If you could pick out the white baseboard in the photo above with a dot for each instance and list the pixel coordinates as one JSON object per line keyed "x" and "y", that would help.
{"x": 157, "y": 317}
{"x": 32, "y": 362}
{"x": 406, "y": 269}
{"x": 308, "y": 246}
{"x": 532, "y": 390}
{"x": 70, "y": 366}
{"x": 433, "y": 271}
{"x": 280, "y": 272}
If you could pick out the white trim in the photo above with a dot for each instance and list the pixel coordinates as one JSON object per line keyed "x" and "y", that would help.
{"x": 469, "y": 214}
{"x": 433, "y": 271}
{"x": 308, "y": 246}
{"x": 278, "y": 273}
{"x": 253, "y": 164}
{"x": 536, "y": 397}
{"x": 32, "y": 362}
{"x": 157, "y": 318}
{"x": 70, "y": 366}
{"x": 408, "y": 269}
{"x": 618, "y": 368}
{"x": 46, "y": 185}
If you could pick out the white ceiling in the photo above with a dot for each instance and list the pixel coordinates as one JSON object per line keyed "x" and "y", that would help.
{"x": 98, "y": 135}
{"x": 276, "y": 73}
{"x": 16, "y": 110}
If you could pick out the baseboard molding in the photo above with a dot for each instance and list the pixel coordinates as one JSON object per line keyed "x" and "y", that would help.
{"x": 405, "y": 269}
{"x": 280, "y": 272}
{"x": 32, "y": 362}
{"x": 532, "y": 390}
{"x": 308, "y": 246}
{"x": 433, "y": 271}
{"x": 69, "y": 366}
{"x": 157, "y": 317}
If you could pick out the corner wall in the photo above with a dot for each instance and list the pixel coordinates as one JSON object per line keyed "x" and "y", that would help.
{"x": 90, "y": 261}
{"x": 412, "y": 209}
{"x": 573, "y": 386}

* **TASK STATEMENT**: Copy out the records above without changes, from the line containing "If you could pick out the corner" through the end of the records.

* **RESULT BELOW**:
If you could pick out the corner wall in the photo above with a dot for each instance and list the pixel coordinates as one JSON object per line keyed "x" and "y", that would help.
{"x": 90, "y": 261}
{"x": 412, "y": 209}
{"x": 573, "y": 386}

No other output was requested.